SET EXERCISE:
Extract every line in the data below that contains the word "point". Case matters, so match uppercase and lowercase letters exactly.

LISTED ENTRIES:
# # #

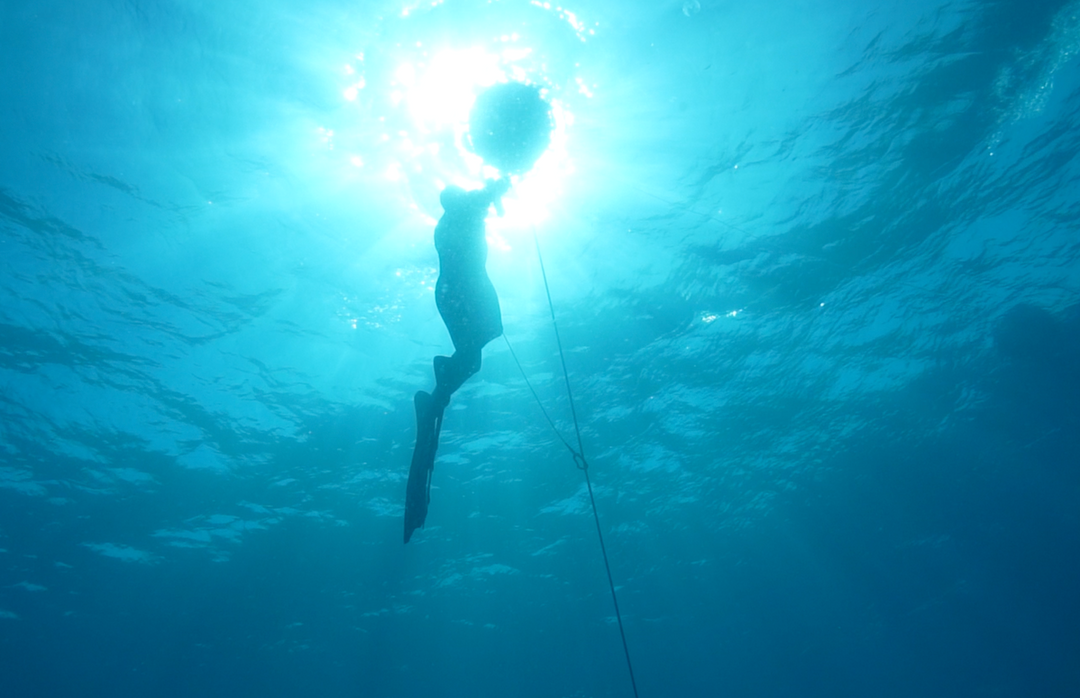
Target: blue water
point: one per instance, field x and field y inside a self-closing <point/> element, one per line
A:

# # #

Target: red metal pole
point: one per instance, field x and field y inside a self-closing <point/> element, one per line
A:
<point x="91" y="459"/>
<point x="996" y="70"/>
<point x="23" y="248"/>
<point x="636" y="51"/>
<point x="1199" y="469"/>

# # #

COMPLETE RESPONSE:
point: one per instance, field x and field y inside a self-closing <point/> element, one per line
point: one per instance, field x and field y inside a self-closing <point/> element, one per line
<point x="91" y="459"/>
<point x="996" y="70"/>
<point x="23" y="248"/>
<point x="636" y="51"/>
<point x="1199" y="469"/>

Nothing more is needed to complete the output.